▸ **WORK TO COMPLETE**
Number of lines with "handlebar" in the data: give that figure by itself.

EXCERPTED DATA START

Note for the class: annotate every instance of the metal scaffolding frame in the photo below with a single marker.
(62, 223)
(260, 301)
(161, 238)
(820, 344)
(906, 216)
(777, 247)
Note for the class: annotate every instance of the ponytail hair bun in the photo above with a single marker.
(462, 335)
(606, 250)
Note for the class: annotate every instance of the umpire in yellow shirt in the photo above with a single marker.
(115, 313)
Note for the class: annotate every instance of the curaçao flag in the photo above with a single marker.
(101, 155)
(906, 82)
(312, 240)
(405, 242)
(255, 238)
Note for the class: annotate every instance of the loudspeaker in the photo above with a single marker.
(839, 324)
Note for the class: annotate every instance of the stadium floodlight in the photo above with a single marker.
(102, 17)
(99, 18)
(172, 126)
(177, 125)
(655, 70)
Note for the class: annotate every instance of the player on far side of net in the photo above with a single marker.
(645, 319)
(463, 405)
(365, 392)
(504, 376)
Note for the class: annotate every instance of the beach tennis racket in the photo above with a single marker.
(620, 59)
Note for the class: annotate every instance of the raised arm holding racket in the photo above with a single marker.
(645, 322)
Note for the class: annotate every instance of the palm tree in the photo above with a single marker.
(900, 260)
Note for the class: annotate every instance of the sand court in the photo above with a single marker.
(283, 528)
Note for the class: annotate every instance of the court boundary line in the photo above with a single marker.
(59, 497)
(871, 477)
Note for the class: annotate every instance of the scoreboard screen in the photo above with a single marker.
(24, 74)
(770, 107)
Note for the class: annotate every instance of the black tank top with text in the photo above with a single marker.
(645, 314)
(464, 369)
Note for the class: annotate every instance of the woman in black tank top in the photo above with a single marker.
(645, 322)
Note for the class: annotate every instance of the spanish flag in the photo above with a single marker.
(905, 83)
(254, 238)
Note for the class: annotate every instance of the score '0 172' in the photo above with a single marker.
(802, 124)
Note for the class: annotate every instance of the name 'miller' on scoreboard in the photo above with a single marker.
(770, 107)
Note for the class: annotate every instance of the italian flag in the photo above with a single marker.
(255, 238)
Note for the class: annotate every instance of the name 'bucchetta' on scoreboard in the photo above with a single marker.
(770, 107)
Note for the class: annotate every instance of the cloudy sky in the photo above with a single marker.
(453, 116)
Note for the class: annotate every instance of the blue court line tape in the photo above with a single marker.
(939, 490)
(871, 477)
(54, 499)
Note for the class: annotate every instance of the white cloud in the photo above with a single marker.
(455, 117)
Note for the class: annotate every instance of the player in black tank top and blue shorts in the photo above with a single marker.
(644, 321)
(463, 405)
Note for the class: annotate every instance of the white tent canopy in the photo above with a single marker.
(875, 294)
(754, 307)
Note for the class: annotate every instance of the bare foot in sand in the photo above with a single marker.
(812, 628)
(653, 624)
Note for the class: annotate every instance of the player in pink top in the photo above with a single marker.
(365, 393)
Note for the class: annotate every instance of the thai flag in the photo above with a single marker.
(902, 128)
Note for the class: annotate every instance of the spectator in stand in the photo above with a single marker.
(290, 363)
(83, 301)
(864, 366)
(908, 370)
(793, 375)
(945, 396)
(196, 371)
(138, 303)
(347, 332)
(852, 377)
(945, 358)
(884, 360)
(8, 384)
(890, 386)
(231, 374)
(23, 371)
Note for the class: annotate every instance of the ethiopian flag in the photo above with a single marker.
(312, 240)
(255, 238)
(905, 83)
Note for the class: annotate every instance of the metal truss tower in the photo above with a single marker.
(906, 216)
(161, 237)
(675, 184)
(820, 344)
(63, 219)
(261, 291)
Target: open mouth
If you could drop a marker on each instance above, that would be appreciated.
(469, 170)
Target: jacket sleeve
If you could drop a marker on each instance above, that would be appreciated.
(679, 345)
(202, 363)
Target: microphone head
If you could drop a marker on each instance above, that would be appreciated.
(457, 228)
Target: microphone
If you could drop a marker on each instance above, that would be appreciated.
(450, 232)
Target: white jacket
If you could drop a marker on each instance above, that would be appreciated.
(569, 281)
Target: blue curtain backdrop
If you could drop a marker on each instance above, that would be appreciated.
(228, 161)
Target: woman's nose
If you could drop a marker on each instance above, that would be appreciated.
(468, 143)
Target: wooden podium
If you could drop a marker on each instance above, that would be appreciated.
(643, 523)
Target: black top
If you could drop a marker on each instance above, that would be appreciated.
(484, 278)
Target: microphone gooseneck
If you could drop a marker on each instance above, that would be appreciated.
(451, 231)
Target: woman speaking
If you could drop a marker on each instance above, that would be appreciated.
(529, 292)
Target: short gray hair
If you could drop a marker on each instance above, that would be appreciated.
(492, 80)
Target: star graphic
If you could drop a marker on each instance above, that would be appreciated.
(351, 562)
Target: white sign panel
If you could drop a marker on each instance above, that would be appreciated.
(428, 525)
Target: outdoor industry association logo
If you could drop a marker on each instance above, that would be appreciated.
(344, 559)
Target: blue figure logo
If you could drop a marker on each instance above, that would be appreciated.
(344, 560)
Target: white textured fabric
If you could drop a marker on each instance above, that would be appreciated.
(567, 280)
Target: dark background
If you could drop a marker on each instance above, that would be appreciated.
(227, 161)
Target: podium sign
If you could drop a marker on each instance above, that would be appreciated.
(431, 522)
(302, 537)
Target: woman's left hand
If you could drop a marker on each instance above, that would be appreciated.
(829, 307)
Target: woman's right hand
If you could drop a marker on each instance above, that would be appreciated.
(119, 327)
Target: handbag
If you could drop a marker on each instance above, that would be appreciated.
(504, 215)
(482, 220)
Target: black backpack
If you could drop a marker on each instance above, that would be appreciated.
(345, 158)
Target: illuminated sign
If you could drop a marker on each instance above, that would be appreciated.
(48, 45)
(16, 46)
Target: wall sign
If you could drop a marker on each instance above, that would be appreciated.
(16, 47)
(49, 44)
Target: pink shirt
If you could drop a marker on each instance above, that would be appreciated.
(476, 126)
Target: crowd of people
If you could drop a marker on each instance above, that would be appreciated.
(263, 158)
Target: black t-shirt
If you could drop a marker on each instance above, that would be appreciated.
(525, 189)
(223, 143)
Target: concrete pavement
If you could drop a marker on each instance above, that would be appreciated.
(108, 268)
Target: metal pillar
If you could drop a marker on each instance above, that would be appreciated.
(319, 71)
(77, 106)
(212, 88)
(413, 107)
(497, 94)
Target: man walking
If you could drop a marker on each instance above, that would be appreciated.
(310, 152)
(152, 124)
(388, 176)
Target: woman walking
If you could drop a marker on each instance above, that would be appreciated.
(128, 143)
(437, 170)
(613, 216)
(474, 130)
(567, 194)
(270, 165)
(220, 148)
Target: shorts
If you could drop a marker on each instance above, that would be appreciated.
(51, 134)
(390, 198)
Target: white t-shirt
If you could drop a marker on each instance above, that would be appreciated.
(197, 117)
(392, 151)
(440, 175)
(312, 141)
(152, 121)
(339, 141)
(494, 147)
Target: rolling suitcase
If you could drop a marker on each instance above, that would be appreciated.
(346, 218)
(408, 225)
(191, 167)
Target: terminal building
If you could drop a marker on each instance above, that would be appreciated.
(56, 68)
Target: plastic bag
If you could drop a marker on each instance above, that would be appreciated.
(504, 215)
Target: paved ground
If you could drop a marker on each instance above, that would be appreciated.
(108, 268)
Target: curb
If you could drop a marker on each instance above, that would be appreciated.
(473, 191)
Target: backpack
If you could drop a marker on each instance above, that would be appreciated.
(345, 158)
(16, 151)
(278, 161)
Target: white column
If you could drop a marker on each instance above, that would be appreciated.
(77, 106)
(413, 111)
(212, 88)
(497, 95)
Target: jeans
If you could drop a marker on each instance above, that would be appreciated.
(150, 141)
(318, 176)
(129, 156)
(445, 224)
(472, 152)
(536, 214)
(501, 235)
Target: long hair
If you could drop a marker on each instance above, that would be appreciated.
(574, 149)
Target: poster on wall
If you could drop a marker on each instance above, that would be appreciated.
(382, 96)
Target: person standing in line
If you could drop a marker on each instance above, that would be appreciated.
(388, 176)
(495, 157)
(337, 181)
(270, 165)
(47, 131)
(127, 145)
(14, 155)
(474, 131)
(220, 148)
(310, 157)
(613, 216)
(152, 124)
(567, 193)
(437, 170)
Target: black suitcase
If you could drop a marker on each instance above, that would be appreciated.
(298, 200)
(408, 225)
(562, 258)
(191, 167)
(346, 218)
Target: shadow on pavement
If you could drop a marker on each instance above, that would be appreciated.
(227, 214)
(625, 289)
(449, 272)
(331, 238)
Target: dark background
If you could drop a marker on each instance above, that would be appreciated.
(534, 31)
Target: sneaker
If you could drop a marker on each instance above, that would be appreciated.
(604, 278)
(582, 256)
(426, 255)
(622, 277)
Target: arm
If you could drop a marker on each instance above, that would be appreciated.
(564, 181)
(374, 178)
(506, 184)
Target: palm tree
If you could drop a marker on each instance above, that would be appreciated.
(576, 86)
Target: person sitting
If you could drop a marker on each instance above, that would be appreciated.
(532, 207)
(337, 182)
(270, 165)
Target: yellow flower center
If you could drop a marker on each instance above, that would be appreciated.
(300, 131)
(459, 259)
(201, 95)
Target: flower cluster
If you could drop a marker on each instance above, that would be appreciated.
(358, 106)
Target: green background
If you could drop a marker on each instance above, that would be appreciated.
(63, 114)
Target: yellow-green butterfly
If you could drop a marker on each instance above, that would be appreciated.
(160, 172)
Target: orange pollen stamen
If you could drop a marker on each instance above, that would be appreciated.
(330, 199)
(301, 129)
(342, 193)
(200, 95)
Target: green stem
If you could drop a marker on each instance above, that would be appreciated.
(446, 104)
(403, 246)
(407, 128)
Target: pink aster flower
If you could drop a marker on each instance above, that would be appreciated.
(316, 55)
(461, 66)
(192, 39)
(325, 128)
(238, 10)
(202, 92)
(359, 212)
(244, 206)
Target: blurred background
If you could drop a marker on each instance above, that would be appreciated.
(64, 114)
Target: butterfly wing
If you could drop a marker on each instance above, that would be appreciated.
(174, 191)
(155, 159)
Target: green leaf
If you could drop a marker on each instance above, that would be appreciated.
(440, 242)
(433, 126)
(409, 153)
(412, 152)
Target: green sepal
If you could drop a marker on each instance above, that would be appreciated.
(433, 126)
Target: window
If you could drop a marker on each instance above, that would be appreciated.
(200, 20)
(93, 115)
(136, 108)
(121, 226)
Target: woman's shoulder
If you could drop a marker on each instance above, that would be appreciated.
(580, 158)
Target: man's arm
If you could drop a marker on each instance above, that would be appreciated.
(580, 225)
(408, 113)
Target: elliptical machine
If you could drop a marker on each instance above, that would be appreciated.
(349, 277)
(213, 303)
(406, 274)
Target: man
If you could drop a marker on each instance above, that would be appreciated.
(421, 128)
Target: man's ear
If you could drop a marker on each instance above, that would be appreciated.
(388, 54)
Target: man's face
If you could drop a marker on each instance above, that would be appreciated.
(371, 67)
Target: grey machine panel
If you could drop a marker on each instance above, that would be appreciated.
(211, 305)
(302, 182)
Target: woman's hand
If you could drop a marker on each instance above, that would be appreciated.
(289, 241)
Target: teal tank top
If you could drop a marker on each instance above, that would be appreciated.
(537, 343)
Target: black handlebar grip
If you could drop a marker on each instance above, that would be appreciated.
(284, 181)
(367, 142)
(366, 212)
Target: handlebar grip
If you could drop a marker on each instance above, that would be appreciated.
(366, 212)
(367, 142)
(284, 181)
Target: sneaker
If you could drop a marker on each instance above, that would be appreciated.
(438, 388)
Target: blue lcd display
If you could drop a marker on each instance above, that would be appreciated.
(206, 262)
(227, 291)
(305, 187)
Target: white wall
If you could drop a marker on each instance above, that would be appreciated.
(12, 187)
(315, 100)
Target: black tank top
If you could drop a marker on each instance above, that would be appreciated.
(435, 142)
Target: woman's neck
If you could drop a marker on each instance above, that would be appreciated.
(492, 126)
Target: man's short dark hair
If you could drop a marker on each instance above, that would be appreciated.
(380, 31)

EXCERPTED DATA END

▸ **OUTPUT BELOW**
2